__TEXT ZUM LESEN__.
##########

Mastbetriebe wollen Tiere nicht behandeln. Vögel im Zoo will das Ministerium aber retten

Kaum ist eine Tierseuche ausgebrochen, gibt es gleich Streit ums Impfen. Mit einer vorsorglichen Impfung gegen die Geflügelpest könnte das massenhafte Töten der Tiere vermieden werden, argumentieren die Impfbefürworter. Dagegen spricht unter anderem, dass die Europäische Union nach ihren derzeitigen Regeln zur Seuchenbekämpfung sofort ein umfassendes Exportverbot verhängt, wenn Tiere geimpft werden. Den Preis halten Impfgegner für zu hoch. Ob das so bleibt, wird am kommenden Mittwoch im Europaparlament zum wiederholten Mal Thema sein. Zwar ist das Impfen dort auf die Tagesordnung gekommen, weil vor bald zwei Jahren die Maul- und Klauenseuche in Großbritannien ausgebrochen war und die Öffentlichkeit wochenlang mit Bildern brennender Tierhaufen konfrontiert wurde. Aber nach dem Ausbruch der Geflügelpest in den Niederlanden, Belgien und vermutlich auch in Deutschland passt das Thema ja wieder.

##########

__DATEN__.
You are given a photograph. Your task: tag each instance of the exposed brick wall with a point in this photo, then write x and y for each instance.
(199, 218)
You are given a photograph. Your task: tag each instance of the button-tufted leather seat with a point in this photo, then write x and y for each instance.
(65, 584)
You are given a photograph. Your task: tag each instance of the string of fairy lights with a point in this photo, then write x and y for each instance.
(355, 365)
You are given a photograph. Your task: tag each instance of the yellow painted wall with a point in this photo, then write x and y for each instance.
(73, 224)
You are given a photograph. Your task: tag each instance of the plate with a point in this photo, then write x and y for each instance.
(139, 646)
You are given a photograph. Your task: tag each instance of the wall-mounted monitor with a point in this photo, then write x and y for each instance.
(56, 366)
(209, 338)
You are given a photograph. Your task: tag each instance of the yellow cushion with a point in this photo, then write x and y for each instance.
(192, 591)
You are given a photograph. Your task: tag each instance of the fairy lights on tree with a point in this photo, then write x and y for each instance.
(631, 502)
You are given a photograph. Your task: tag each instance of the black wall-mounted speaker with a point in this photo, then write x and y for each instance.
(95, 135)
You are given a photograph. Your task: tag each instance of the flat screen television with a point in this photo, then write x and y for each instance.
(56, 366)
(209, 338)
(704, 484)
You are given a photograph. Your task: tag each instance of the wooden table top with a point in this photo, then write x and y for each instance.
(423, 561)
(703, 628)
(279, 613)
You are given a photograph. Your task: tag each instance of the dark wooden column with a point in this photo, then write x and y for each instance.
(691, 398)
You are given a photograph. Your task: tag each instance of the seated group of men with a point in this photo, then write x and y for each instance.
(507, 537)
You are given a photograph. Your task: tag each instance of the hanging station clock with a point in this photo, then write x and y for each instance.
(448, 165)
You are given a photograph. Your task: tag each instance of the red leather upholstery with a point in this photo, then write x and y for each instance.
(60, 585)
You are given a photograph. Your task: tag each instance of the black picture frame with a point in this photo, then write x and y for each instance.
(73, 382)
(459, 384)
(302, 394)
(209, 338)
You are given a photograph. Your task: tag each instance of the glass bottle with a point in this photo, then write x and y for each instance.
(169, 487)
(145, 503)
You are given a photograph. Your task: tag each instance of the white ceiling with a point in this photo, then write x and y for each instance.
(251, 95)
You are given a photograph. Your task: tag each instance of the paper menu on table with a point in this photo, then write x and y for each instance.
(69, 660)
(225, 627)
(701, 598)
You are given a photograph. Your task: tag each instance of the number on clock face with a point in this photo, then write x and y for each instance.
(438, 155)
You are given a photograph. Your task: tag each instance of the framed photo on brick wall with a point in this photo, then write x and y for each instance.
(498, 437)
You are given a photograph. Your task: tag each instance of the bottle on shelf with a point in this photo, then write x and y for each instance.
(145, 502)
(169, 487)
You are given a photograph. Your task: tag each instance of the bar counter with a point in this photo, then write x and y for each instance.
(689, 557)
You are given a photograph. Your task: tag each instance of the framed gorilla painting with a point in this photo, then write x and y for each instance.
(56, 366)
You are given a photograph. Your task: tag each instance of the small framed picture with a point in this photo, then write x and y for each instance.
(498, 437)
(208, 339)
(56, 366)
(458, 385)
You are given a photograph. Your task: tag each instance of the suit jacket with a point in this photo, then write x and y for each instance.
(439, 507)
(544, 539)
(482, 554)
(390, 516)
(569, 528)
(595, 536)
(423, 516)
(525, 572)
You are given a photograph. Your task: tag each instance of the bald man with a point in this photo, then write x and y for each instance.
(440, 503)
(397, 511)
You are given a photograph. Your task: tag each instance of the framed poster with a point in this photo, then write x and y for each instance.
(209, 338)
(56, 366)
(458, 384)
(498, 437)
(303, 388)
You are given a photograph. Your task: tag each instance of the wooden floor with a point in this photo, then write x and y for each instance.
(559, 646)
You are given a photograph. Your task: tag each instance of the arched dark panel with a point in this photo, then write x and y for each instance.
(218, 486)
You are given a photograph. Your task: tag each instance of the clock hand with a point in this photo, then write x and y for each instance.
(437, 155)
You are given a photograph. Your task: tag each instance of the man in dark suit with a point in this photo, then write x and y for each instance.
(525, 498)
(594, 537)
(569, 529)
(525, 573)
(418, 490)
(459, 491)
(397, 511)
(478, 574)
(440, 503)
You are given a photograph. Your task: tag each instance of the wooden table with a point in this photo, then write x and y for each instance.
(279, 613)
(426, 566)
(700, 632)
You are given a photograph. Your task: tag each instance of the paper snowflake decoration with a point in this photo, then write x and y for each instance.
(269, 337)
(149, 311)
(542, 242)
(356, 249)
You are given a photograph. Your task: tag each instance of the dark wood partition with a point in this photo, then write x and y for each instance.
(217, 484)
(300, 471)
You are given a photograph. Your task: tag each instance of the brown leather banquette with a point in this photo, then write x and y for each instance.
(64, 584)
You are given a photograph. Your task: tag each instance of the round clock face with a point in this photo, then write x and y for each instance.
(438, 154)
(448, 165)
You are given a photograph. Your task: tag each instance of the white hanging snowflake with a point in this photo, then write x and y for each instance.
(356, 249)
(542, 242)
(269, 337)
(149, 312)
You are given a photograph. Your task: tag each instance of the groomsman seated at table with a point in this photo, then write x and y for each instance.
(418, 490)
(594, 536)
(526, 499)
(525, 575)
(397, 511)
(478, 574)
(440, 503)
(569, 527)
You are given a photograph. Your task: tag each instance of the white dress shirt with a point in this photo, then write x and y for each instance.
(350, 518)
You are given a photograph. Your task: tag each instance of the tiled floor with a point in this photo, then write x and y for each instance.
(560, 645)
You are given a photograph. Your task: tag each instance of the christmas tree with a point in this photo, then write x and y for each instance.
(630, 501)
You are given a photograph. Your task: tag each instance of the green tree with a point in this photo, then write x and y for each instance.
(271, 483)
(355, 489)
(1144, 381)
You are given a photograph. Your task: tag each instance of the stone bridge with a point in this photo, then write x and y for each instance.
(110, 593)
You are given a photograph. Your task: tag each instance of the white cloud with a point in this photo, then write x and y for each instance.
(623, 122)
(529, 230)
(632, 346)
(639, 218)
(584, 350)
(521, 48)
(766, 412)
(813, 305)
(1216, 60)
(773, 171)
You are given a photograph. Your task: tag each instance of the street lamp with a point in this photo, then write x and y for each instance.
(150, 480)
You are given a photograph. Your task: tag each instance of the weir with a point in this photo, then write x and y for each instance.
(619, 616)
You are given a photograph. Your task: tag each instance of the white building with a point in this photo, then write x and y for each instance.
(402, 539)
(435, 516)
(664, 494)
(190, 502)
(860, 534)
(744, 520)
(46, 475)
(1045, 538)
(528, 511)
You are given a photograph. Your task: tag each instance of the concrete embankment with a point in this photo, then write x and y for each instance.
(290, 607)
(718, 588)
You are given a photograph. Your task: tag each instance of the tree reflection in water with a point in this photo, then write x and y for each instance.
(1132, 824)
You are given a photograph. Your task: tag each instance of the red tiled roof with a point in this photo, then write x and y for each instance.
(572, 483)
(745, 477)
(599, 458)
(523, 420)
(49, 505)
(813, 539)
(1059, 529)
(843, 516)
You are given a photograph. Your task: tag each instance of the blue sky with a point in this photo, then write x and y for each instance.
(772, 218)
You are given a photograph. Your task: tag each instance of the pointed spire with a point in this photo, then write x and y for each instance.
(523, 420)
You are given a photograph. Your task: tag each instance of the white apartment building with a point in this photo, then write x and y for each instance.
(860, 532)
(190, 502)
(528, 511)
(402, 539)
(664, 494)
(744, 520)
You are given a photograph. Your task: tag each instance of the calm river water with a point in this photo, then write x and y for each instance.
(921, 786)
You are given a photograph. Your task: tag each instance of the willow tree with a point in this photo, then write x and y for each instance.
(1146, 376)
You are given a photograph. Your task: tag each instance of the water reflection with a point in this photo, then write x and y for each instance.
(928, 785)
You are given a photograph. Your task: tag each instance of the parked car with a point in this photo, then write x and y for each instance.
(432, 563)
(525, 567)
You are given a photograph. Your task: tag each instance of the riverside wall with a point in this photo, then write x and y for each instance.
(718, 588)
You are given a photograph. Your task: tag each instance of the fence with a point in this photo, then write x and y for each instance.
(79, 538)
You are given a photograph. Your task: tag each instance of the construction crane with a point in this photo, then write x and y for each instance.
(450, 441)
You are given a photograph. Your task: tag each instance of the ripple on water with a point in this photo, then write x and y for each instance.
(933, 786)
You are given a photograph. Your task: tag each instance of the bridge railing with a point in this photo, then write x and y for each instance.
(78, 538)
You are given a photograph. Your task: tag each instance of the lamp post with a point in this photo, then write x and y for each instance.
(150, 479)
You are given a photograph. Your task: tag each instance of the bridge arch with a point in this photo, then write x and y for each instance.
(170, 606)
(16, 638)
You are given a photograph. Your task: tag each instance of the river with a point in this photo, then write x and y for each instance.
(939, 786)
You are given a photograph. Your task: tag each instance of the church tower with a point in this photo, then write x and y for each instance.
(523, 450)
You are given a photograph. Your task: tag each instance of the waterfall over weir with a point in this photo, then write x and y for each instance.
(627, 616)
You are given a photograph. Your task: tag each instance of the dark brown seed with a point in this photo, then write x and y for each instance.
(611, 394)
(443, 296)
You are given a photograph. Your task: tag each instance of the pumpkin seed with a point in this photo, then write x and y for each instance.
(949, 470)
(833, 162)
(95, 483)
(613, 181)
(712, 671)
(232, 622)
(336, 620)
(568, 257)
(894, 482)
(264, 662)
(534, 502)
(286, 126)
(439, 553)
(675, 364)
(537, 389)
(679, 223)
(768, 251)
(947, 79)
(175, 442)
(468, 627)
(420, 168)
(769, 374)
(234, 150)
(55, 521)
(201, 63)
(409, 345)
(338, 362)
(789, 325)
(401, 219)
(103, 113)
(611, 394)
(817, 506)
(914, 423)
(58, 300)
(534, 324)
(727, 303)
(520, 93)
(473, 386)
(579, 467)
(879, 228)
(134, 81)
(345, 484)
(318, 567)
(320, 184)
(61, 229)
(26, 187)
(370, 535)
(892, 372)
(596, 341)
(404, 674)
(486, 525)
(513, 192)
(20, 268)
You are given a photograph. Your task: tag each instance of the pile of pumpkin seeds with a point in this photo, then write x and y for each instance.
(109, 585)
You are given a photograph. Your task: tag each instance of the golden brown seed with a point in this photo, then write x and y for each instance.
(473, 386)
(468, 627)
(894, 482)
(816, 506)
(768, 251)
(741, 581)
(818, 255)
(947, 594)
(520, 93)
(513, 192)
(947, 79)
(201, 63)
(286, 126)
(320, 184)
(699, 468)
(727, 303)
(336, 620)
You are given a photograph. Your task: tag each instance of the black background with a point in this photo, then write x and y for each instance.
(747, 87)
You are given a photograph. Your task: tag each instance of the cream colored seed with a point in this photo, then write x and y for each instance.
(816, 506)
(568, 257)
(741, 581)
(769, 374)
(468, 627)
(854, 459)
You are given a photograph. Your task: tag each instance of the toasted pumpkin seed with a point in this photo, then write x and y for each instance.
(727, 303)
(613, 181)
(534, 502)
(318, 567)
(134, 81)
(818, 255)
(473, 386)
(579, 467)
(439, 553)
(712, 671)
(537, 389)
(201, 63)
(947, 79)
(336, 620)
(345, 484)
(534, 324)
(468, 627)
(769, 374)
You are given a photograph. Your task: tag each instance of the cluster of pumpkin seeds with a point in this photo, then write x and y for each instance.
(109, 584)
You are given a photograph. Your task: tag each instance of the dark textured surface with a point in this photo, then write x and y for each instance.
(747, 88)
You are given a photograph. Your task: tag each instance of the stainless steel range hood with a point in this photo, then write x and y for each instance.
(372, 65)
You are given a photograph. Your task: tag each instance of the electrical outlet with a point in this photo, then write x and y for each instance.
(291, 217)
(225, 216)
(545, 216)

##########

__ZU ERLEDIGENDE AUFGABEN__.
1. Prüfe anhand des Textes über den Streit ums Impfen, ob die Aussagen (a), (b) und (c) zutreffen. Antworte jeweils mit Ja oder Nein und zitiere die entscheidenden Worte aus dem Text wörtlich.
(a) Nach den derzeitigen EU-Regeln folgt auf das Impfen von Tieren sofort ein umfassendes Exportverbot.
(b) Das Impfen kam im Europaparlament wegen der Geflügelpest auf die Tagesordnung.
(c) Laut Text steht fest, dass die Geflügelpest in Deutschland ausgebrochen ist.
2. Setze den Text über den Streit ums Impfen nach seinem letzten Satz mit einem kurzen Absatz fort.

__LÖSUNGEN ZUR ÜBUNG__.
1.
(a) Ja: „dass die Europäische Union nach ihren derzeitigen Regeln zur Seuchenbekämpfung sofort ein umfassendes Exportverbot verhängt, wenn Tiere geimpft werden“
(b) Nein: „weil vor bald zwei Jahren die Maul- und Klauenseuche in Großbritannien ausgebrochen war“
(c) Nein: „vermutlich auch in Deutschland“

2.
Die nordrhein-westfälische Landwirtschaftsministerin Bärbel Höhn (Grüne) hat nun in einem Brief an EU-Verbraucherkommissar David Byrne auf eine Änderung bei der Seuchenbekämpfung gedrungen. Man müsse von dem Prinzip Töten statt Impfen in der Zukunft wegkommen, findet sie. Höhn will erreichen, dass zumindest innerhalb einer Region nach einer Impfaktion weiter Handel betrieben werden darf, wie sie der Nachrichtenagentur AP sagte. „Es ist nicht einsehbar, dass der Export für ganz Deutschland verboten wird, wenn nur in bestimmten Regionen geimpft wird“, sagte sie.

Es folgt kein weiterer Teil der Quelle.